*** Entries shown

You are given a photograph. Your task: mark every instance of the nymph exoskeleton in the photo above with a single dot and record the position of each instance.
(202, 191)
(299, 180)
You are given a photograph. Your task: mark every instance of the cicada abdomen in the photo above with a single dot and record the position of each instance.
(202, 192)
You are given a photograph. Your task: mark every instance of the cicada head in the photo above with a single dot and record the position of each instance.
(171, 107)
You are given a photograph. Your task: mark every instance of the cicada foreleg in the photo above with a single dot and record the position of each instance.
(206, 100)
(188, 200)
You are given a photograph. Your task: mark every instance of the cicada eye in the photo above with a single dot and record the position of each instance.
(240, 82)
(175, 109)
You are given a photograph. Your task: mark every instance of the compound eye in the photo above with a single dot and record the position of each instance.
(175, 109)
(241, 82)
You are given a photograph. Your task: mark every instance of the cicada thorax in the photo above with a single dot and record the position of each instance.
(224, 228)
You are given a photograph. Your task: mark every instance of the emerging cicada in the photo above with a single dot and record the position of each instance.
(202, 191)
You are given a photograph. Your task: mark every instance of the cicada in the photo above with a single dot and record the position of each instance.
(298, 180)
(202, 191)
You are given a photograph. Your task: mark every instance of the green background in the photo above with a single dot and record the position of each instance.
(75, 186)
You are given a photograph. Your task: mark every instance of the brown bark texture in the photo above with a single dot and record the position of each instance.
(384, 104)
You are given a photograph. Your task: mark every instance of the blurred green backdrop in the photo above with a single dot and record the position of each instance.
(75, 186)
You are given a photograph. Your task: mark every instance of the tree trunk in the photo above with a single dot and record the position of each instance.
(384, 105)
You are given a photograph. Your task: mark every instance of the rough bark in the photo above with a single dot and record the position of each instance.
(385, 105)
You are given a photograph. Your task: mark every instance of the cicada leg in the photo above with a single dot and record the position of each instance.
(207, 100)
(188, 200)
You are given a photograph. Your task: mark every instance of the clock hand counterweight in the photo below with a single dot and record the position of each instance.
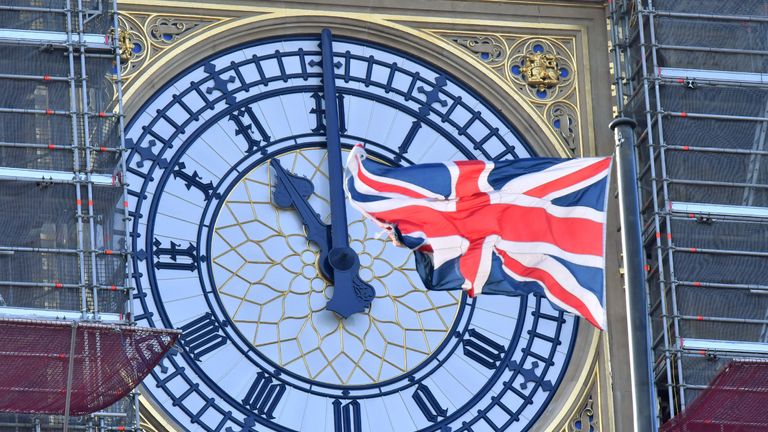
(290, 190)
(350, 293)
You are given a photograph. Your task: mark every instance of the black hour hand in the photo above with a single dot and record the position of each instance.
(292, 191)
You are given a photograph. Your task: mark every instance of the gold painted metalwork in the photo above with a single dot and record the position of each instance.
(289, 323)
(153, 34)
(488, 49)
(124, 44)
(541, 70)
(584, 421)
(435, 31)
(166, 30)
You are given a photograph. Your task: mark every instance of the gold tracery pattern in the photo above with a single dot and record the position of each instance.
(267, 279)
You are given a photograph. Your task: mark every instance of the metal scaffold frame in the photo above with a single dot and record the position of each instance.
(87, 61)
(670, 96)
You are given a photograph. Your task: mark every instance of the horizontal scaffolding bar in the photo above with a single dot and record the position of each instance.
(23, 174)
(719, 209)
(728, 320)
(711, 16)
(719, 251)
(711, 49)
(714, 116)
(49, 314)
(713, 75)
(722, 345)
(34, 77)
(60, 285)
(717, 183)
(715, 150)
(40, 37)
(750, 287)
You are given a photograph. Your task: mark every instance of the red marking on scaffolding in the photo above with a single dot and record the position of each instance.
(105, 363)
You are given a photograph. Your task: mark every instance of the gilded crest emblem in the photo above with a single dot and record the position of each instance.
(541, 70)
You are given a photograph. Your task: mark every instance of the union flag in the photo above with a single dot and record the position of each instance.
(496, 227)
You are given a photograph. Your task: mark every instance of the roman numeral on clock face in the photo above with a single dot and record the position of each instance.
(428, 403)
(346, 417)
(264, 395)
(174, 253)
(482, 349)
(202, 336)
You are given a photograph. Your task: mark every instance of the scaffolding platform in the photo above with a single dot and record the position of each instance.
(692, 74)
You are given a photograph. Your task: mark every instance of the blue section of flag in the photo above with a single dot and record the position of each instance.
(506, 227)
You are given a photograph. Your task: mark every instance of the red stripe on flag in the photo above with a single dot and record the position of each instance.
(469, 264)
(570, 179)
(514, 223)
(552, 285)
(385, 187)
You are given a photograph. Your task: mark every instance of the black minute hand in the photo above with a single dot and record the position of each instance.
(293, 191)
(350, 293)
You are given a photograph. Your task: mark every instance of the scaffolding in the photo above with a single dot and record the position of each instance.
(691, 73)
(64, 224)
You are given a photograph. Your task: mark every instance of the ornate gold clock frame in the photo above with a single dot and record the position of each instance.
(542, 64)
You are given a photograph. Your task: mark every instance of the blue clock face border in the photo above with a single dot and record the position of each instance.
(517, 365)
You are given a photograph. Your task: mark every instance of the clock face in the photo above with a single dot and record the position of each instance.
(217, 258)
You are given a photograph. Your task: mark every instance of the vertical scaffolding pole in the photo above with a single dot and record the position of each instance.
(128, 252)
(640, 359)
(87, 150)
(76, 160)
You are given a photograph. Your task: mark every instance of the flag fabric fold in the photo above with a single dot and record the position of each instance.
(500, 227)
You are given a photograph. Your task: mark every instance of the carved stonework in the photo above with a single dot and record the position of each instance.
(584, 420)
(489, 49)
(124, 44)
(563, 118)
(148, 35)
(166, 30)
(541, 69)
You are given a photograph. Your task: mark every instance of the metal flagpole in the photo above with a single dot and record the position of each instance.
(640, 359)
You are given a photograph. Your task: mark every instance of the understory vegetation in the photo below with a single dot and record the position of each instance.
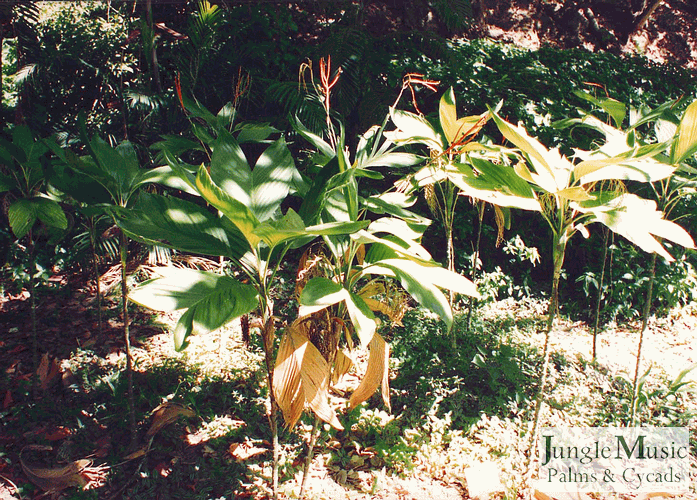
(251, 252)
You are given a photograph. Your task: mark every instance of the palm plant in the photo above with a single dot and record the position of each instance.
(356, 277)
(676, 142)
(23, 179)
(117, 173)
(568, 195)
(572, 196)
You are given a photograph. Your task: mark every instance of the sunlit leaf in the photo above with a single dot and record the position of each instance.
(686, 144)
(211, 300)
(377, 374)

******

The records shown above are to be repeated exactly, with the pictures left out.

You are given a photograph. Your task: mark every instance of the nymph exoskeleton in the photo above with a single dot and record the position of each instance.
(202, 191)
(299, 180)
You are given a photograph. Your task: mark every instance of the cicada abdomen in the photo above with a single dot and record the position of each instance.
(202, 192)
You are given a photograph. Your task: mark every instance of the cicada head in the photo above with a single dot and record the position of each instance.
(171, 107)
You are given a photograph. Your task: mark every instance of the cicada foreleg in the photo above with a single dot and record the position of each instance.
(206, 100)
(188, 200)
You are given a photograph. Your task: mark every instance of the cicada eye in the photo above with a single dot and record the position of each instance.
(240, 82)
(175, 109)
You are given a photograph. Your task: mark every instance of the compound eye in the photo above with a single dot and record the position of each instance.
(175, 109)
(241, 82)
You are given a photograph. Your task: mark every instance of the cicada thorax in the photo above with a single dot and record the position of each instance.
(224, 228)
You are given a photograph. Your task: mark every instance of the emerging cicada in the photo above with a single dot and record the position of each instance.
(202, 191)
You are given a photograph. Your task: mark every instance of the cicada in the photo above with a single dot and record the position of each instance.
(298, 180)
(202, 191)
You are given a photograph. Your task: mark every instance of the green background in the photo above with a single dot and record the position of each instance.
(75, 186)
You are given a photograph. Your task: mark every instance of the brown bark texture in the photo above with a single dot and record the position of each instance.
(384, 104)
You are given a photograph. Your task: mark every instance of the blurred green backdrop in the photo above with a single dot and record the position of each instance.
(75, 186)
You are given a photograph. Your task: mark every instance of the tree trunk in the photo above with a single dot and record the position of each instance.
(384, 105)
You are given a photograph. Your task: mark every instance of the rough bark in the photo above with a single dot and record the position of each instance.
(385, 105)
You are given a photograph. Your task: mark every instance of the cicada leg in the photo above with a single dot and record the position of each instance.
(207, 100)
(188, 200)
You are given a photograph. Your task: mark every instance of the clock hand counterweight in the photo below with a single dot and record the position of each instance.
(290, 190)
(350, 293)
You are given a photograph. Your task: mark every instance of the black hour hand in the photo above with a single dot and record the position of each instance.
(292, 191)
You are given a photograph. Your task: mark every instance of the gold painted metalwork in the photo above with a single dot and record the position of each instance.
(289, 323)
(153, 34)
(488, 49)
(124, 44)
(541, 70)
(584, 421)
(435, 31)
(166, 30)
You are given a photograph. Your task: mark every instance of the gold tracery pattern in the photo above with a single dot and record the position of each instance.
(267, 279)
You are given a photograph. Your task: mark every instance of the metal scaffold frame in the photo above with a single dot and record the position of each instance.
(87, 61)
(670, 96)
You are given a photograph. Your task: mark every instance of the horizontal scaffolding bar in the photo above with a single dot and record the position of each instance.
(23, 174)
(719, 209)
(728, 320)
(711, 16)
(719, 251)
(711, 49)
(714, 116)
(49, 314)
(713, 75)
(722, 345)
(34, 77)
(60, 285)
(717, 183)
(715, 150)
(40, 37)
(750, 287)
You are given a photograph. Your task: mark every instance of the red marking on scaffolding in the photo above with a single dot and record the position of each instance.
(105, 363)
You are given a photograph. Your task: mark every instance of the gilded crest emblem in the photo above with a single dot and record the position of each instance.
(541, 70)
You are given a photograph. Your task: mark every instance of the union flag in the photo above with a single dot and record the position of each instance.
(496, 227)
You are given a photograph. Your task: mark every instance of the roman numeral on clock face in the photo above with a single dot and record the position of each instance.
(428, 403)
(346, 417)
(264, 395)
(174, 253)
(482, 349)
(202, 336)
You are given a photograph. Your task: mark every instance of the scaffolding platform in the photo above with a single dot and record the position of each instance.
(692, 74)
You are given a photograph. Your task: mark every instance of the blue section of flag in the photo above with a single dot and record the position of each instance.
(506, 227)
You are given a photograph. Your task: mark every instance of the red stripe on flag in the photo above with a single dot and record the position of each instance.
(469, 264)
(570, 179)
(514, 223)
(552, 285)
(385, 187)
You are given a photograph. Your task: mark every instance of the black minute hand in the photo above with a single dot and record the position of each instance.
(293, 191)
(350, 293)
You are given a photograph. Your task: mark every instance of the scaffolding in the photo above with a single dot and record the position of each instance.
(691, 73)
(64, 224)
You are given a photograph. Your task: mark every instance of the ornate gold clock frame in the photo above with a single dot and record the position of each instance.
(542, 64)
You are given a photograph. Your task: mark every instance of the blue clock face border in the photo above with a single dot and record the position of each instance.
(517, 365)
You are given a photograph. Your task: mark every instance of the clock face in the photo above with a single dot and record the position of each instance.
(217, 258)
You are given a photograph. Your task: mark every instance of the vertical scaffolding pole in the photo above with a single dot and record the position of each instance.
(128, 252)
(640, 359)
(87, 150)
(76, 160)
You are given a photograph. Your task: mark every instance of the flag fabric fold in the photo above with a single dot and record the position of each instance.
(500, 227)
You are given a photograph. Your task: mark every instance of the carved stonework in the photo above with a single dot and record the position of each instance.
(584, 420)
(489, 49)
(124, 44)
(563, 118)
(148, 35)
(166, 30)
(541, 69)
You are given a photograph. Your task: mark every instance of the metal flagpole in the photo above with a single dot and record the position of each instance.
(640, 359)
You are given a photograph. Your task: mark every instance of the understory vegetation in the photo below with a single dot and record the position of each instance.
(251, 252)
You are given a photograph. Your task: mark every instance of the palm plant in the photo above with a single dot and record the position of each instance.
(356, 277)
(676, 142)
(23, 179)
(117, 173)
(568, 195)
(572, 196)
You are given a photograph. Your task: mark every instance of the sunlit leaf in the photo above with a single dot and record the position of each instance.
(686, 144)
(211, 300)
(377, 374)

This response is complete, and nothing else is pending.